-- Start of DATASET CONTENT --
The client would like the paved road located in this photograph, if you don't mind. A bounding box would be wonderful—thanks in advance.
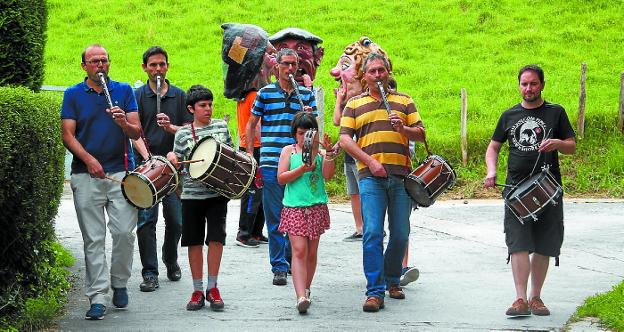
[56,185,624,331]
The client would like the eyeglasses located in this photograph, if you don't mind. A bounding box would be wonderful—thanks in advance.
[280,61,299,67]
[85,59,108,66]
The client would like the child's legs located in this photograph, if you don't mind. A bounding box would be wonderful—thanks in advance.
[206,196,229,277]
[188,245,204,280]
[181,199,206,280]
[206,242,223,276]
[306,239,320,289]
[290,235,308,298]
[401,240,409,268]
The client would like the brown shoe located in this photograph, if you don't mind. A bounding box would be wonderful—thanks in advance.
[505,299,531,316]
[529,296,550,316]
[388,285,405,300]
[362,296,384,312]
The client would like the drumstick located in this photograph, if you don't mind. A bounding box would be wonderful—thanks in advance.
[178,159,204,164]
[494,183,514,188]
[106,175,124,184]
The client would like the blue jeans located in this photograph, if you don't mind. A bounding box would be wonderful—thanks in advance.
[359,176,412,297]
[262,167,290,272]
[137,192,182,276]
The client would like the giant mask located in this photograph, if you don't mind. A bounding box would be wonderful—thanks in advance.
[330,36,392,102]
[221,23,275,99]
[269,28,325,84]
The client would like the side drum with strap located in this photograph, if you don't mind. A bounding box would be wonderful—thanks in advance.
[405,155,457,207]
[505,169,563,224]
[189,136,258,199]
[121,156,179,209]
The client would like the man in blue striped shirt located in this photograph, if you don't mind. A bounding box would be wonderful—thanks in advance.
[246,48,317,286]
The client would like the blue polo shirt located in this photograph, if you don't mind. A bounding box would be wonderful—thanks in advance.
[61,78,137,173]
[251,82,317,168]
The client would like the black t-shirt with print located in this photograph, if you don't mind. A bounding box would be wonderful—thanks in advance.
[492,101,575,184]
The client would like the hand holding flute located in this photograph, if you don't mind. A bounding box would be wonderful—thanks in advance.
[98,73,127,128]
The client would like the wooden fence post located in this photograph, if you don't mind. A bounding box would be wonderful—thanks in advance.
[576,62,587,138]
[618,72,624,133]
[461,88,468,166]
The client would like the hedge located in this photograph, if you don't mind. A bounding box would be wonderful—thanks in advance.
[0,87,65,327]
[0,0,48,91]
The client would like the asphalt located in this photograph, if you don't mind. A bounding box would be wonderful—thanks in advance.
[56,183,624,331]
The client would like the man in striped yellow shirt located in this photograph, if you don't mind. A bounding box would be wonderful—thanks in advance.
[340,53,425,312]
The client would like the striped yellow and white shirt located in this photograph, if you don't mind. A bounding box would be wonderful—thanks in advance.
[340,91,421,179]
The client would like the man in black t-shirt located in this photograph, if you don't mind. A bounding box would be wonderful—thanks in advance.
[134,46,193,292]
[484,65,576,316]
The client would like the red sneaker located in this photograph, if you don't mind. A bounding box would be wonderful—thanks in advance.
[206,287,225,311]
[186,291,205,311]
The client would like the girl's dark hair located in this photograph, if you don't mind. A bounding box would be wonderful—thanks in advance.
[186,84,213,107]
[290,112,318,137]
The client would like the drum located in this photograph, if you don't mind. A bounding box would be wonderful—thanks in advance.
[189,136,257,199]
[505,169,563,224]
[405,155,457,207]
[121,156,178,209]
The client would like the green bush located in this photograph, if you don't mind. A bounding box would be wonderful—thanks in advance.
[0,87,66,330]
[0,0,48,91]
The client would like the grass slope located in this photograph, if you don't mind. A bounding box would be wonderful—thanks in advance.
[45,0,624,197]
[571,281,624,331]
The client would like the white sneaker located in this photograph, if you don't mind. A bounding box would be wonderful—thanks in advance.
[297,296,310,314]
[399,267,420,286]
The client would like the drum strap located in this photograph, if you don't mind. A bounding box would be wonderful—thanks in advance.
[140,127,152,159]
[124,138,128,175]
[406,127,431,170]
[191,122,197,143]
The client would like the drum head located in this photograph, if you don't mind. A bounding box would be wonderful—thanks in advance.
[189,136,218,179]
[121,173,155,209]
[405,175,433,207]
[505,172,545,200]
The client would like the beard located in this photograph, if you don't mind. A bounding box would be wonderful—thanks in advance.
[522,93,542,103]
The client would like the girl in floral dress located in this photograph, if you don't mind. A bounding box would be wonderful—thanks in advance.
[277,112,335,314]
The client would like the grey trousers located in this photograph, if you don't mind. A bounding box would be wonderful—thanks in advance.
[71,172,137,305]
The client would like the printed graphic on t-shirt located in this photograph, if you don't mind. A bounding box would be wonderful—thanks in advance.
[511,116,546,152]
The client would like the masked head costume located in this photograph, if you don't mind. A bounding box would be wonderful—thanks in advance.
[269,28,325,83]
[330,36,395,101]
[221,23,275,100]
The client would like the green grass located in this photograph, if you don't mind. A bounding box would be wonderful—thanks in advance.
[571,281,624,331]
[45,0,624,197]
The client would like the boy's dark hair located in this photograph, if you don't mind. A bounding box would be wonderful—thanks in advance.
[290,112,318,137]
[518,65,544,84]
[186,84,213,107]
[143,46,169,65]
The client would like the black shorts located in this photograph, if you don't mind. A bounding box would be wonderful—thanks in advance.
[505,198,563,257]
[181,196,229,247]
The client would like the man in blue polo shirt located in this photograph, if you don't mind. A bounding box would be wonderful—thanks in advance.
[246,48,317,286]
[61,45,140,319]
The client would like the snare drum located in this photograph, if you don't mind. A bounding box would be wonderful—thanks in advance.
[121,156,178,209]
[505,169,563,224]
[189,136,257,199]
[405,155,457,207]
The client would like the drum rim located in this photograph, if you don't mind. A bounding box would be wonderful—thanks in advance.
[121,169,158,209]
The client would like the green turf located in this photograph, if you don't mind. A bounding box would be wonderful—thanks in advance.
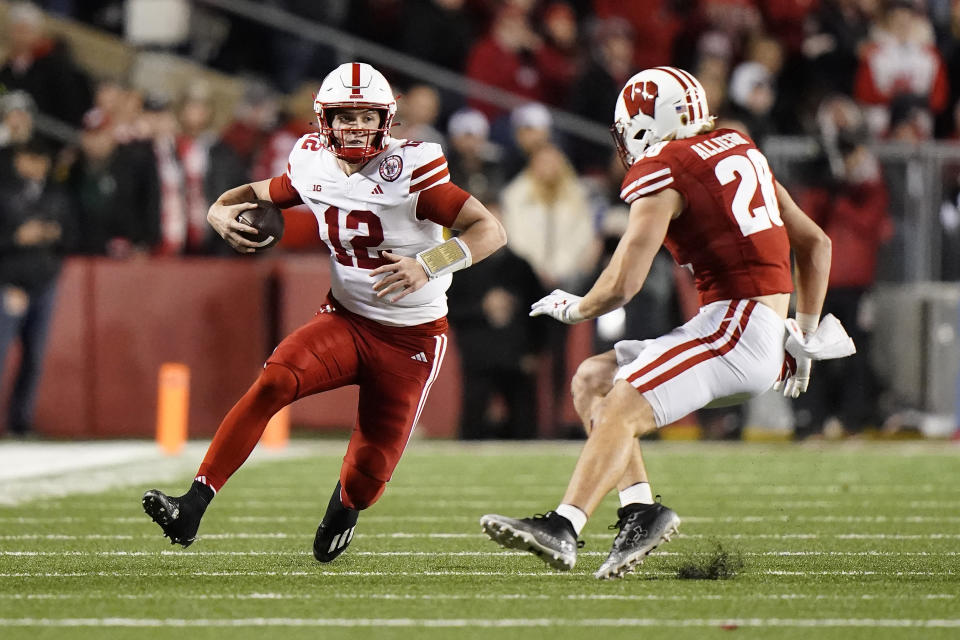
[0,441,960,640]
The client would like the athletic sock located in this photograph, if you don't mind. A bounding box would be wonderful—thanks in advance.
[556,504,587,536]
[620,482,653,507]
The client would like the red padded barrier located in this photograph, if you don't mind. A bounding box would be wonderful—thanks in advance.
[91,258,271,437]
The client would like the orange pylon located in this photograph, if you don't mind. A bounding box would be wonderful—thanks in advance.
[157,362,190,455]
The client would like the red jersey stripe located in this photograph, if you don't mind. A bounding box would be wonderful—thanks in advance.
[637,300,757,393]
[269,169,303,209]
[410,169,450,193]
[627,300,737,383]
[410,156,447,180]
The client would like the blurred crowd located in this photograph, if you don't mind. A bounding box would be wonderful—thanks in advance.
[0,0,960,437]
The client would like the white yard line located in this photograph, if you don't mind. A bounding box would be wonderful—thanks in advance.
[0,520,960,542]
[0,440,344,506]
[0,550,960,558]
[0,618,960,629]
[0,568,960,578]
[7,512,960,525]
[0,592,948,602]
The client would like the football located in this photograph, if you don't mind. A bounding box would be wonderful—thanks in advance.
[237,200,283,251]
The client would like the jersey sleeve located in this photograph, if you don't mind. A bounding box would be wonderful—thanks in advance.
[410,142,470,227]
[620,158,674,204]
[410,142,450,194]
[270,163,303,209]
[417,180,470,228]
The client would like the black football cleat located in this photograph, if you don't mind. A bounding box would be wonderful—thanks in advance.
[593,496,680,580]
[142,481,212,548]
[313,482,360,562]
[480,511,583,571]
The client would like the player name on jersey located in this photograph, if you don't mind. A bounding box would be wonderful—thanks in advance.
[690,131,750,160]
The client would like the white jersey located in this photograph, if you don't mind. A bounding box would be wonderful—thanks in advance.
[287,134,462,326]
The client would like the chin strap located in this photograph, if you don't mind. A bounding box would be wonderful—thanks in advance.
[416,238,473,280]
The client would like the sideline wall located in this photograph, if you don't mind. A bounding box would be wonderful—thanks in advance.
[6,256,460,438]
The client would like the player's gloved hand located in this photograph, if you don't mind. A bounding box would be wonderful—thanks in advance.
[773,313,820,398]
[530,289,585,324]
[773,353,813,398]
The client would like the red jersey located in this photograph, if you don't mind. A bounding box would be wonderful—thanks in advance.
[620,129,793,305]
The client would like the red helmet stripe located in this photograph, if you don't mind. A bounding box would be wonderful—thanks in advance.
[656,67,694,120]
[677,69,707,120]
[350,62,363,98]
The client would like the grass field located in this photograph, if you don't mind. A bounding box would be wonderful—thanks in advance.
[0,441,960,640]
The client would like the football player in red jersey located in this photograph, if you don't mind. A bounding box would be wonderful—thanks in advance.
[143,62,506,562]
[481,67,845,578]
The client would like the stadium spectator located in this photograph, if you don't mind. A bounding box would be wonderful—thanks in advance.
[449,205,545,440]
[724,62,777,148]
[391,84,446,146]
[567,17,635,173]
[143,62,505,562]
[466,5,543,123]
[537,2,581,107]
[480,68,845,578]
[207,80,280,215]
[0,91,37,180]
[0,2,91,126]
[803,0,879,96]
[854,0,950,135]
[503,102,553,178]
[68,109,160,258]
[591,0,693,71]
[0,139,76,436]
[176,84,217,254]
[794,122,894,439]
[447,109,506,202]
[403,0,474,72]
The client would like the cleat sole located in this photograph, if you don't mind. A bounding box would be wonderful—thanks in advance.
[593,516,680,580]
[480,516,576,571]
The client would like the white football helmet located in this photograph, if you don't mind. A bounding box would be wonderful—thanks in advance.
[313,62,397,163]
[610,67,713,168]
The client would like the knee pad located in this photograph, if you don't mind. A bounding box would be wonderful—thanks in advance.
[256,363,300,406]
[340,462,387,511]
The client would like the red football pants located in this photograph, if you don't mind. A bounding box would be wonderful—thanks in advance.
[197,303,447,509]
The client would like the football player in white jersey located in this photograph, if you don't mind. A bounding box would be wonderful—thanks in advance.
[143,62,506,562]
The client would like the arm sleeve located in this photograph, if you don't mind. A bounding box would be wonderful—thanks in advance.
[417,181,470,228]
[270,165,303,209]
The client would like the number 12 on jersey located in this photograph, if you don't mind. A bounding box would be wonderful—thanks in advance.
[323,207,386,269]
[714,149,783,236]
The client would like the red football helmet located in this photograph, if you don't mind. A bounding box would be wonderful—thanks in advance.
[313,62,397,163]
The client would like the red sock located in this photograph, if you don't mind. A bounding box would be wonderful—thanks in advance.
[197,364,298,491]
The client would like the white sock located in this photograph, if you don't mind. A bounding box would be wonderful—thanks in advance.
[620,482,653,507]
[557,504,587,535]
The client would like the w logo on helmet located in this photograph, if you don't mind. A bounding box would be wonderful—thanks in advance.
[623,80,660,118]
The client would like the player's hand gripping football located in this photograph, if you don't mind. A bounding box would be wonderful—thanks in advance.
[530,289,584,324]
[207,202,259,253]
[773,353,813,398]
[370,251,427,302]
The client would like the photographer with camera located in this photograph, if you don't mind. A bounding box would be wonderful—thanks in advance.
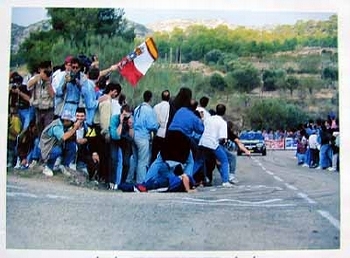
-- End of DATASET CONTENT --
- **PROBLEM**:
Can you write out everything from the line containing "The client would like the red football pants" down to the line containing "[714,149,783,236]", both of those lines included, exactly as they appear in the entries?

- **FINAL ANSWER**:
The client would like the red football pants located in this photograph, if you don't mind. A bounding box would be wonderful—thanks in advance.
[197,303,447,509]
The client would like the football player in white jersey located in this photograph, if you don't mind. A bounding box would be wonderful—thanks in advance.
[143,62,506,562]
The client would like the arm sleeve located in this photograph, if you don't mind. A bounding box would be wonderful—thanks in advance.
[417,181,470,228]
[270,165,303,209]
The client would like the number 12 on jersey located in this photograph, if you don't mind. A bounding box would be wonderful—thanks in advance.
[323,207,386,269]
[714,149,783,236]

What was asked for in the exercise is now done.